── SELECTED PASSAGE
Text / Kuratorin: Hannah Eckstein
Tears, sweat, blood, and breath is floating through drains into an entangled network of loopings of thoughts, emotions, senses, tension and release generating bewildered realities. Phantoms and spirits those who transcend the material order live in this breath of thoughts, manifesting and erecting the skeletons of new physical worlds.
Janina Frye
In her conceptual approach, Janina Frye’s artistic practice equals that of a researcher who investigates the human body and the way it is connected to its environment. Thus, her sculptures and installations also represent a concept of the human being – a continuously transforming system which links the body through connections and interconnections to the outside world. She explores the idea that the human skin is not an impenetrable boundary but an interface to the outside world. She asks to what extent the modern binary logic between human and object, animate and inanimate, and between nature and culture is being upset in the 21st century. Furthermore, she explores how changing realities of life drive different processes of alienation in our body perception and how immaterial and imaginary entities, fictions, phantoms, and emergent processes influence this alienation.
────
■ TO DO
Can you write out a portion of the exhibition text above word for word, beginning at "Text / Kuratorin: Hannah" and stopping after "new physical worlds."?
── DATASET RECORDS
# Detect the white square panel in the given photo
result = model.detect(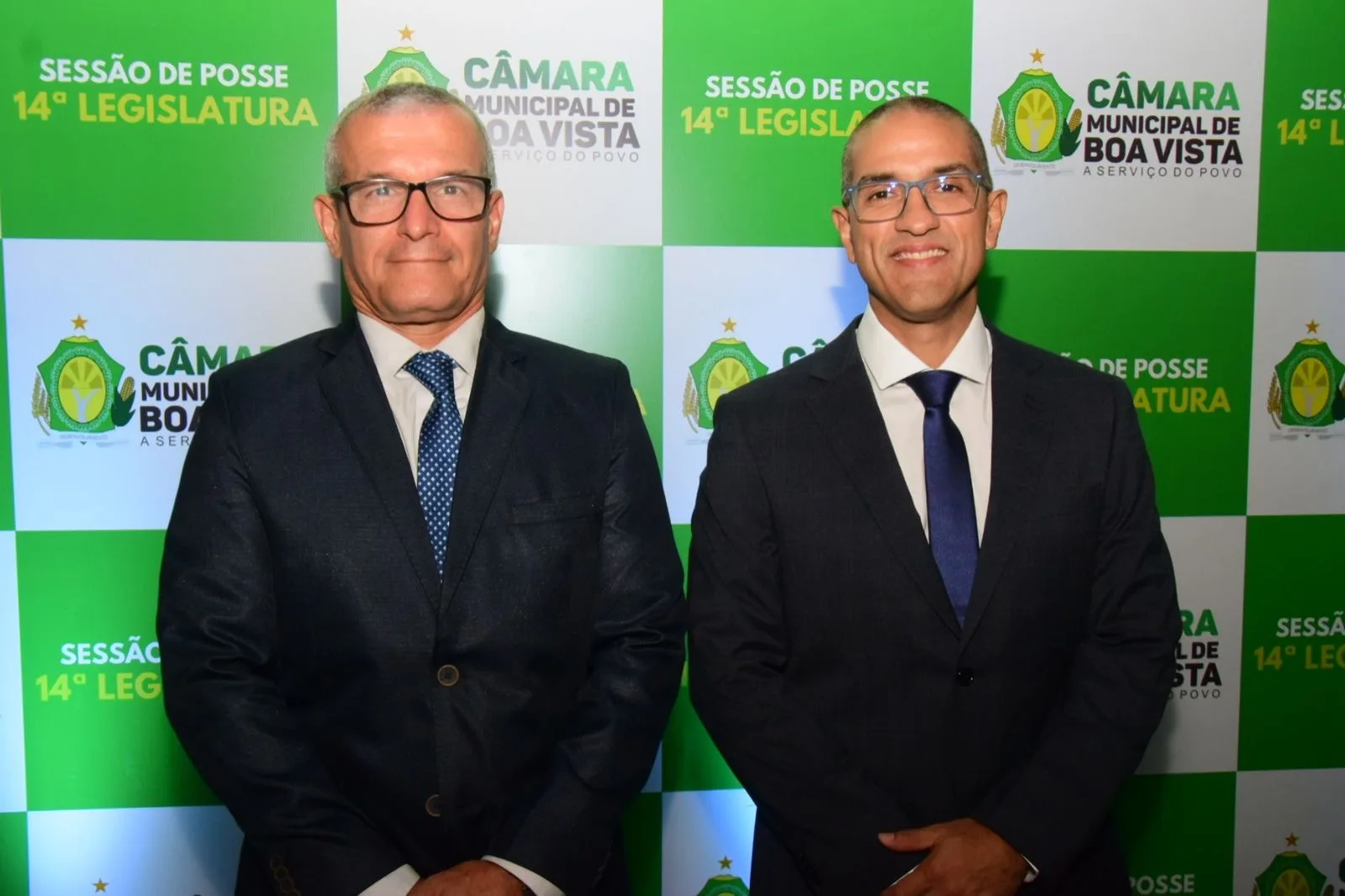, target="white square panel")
[4,240,340,530]
[29,806,242,896]
[1247,251,1345,515]
[1139,517,1247,773]
[663,246,869,524]
[663,790,756,896]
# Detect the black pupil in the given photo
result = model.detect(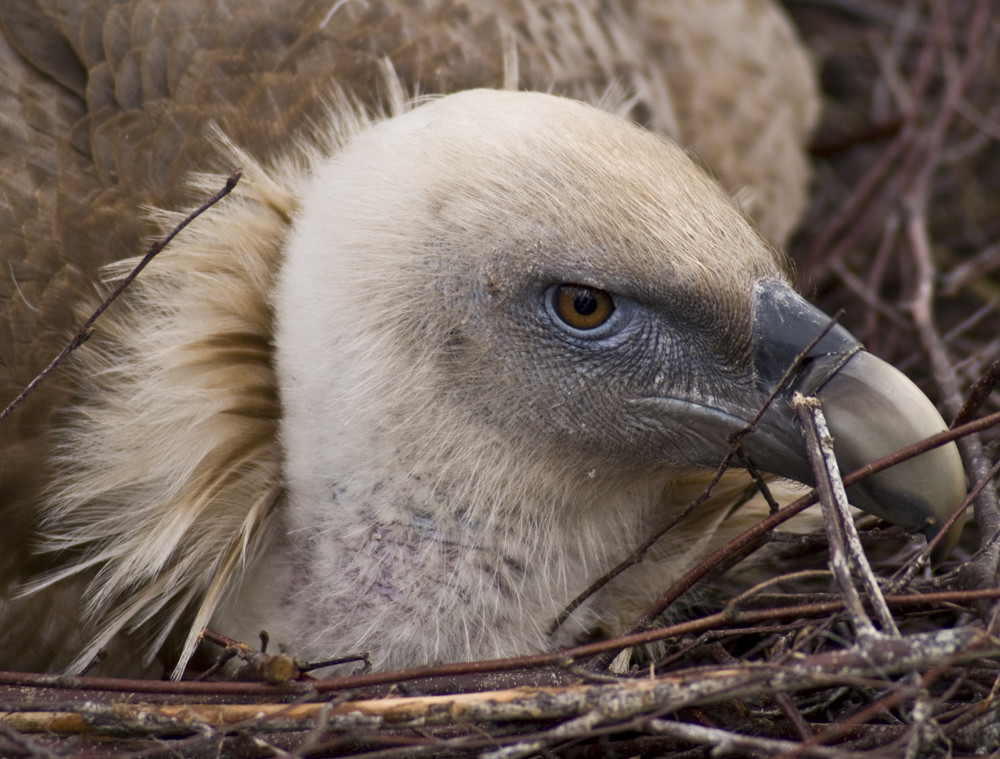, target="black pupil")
[573,290,597,316]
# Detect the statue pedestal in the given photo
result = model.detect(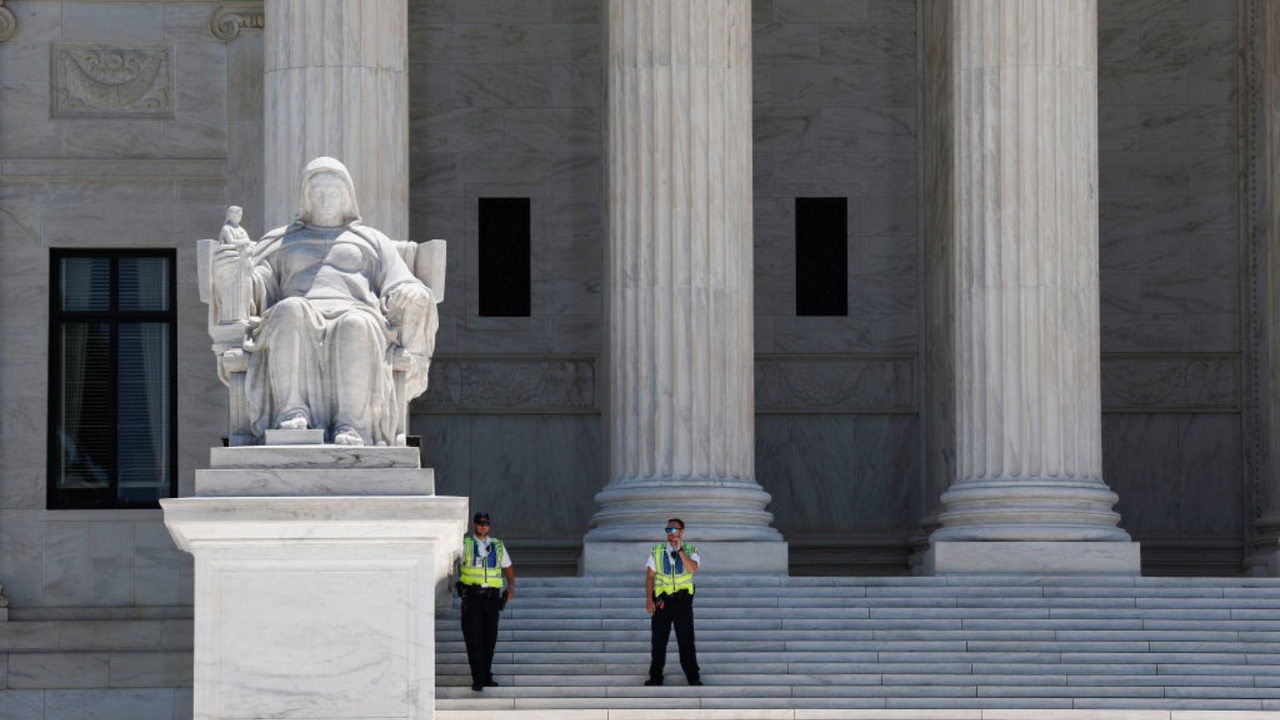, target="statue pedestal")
[161,446,467,720]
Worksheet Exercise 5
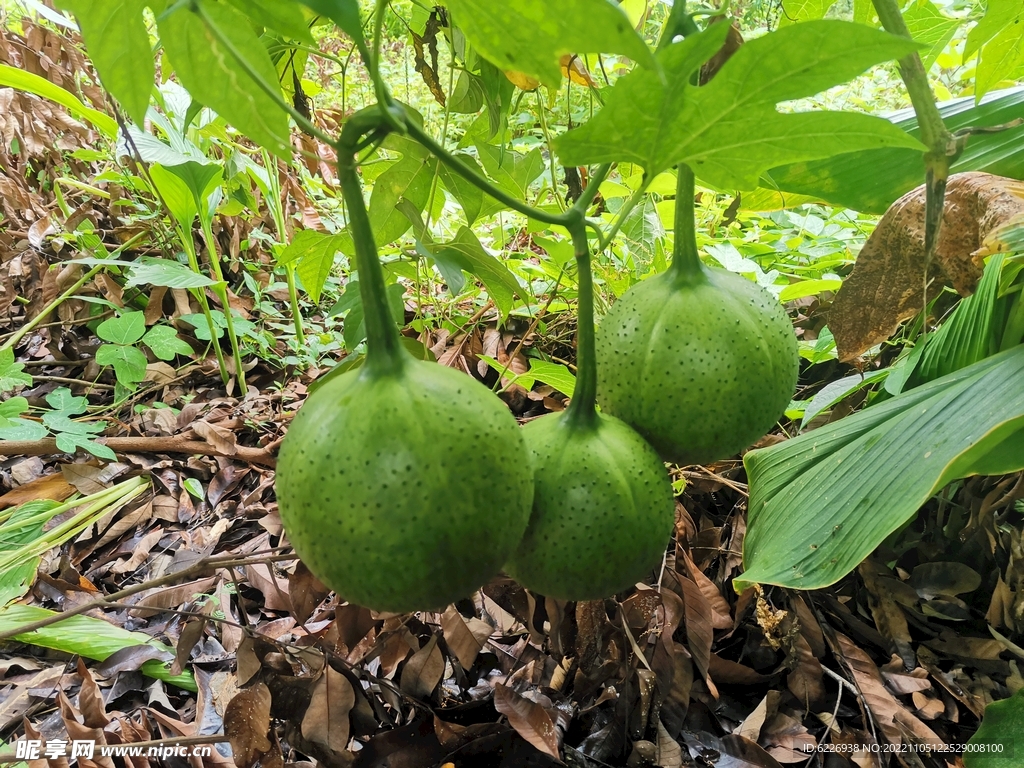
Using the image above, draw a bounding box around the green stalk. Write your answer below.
────
■ SOLUTION TO THIS PROBLEM
Text / Kuratorin: Hannah Eckstein
Tears, sweat, blood, and breath is floating through drains into an entangled network of loopings of thoughts, emotions, senses, tension and release generating bewildered realities. Phantoms and spirits those who transcend the material order live in this breath of thoughts, manifesting and erecting the skeletons of new physical worlds.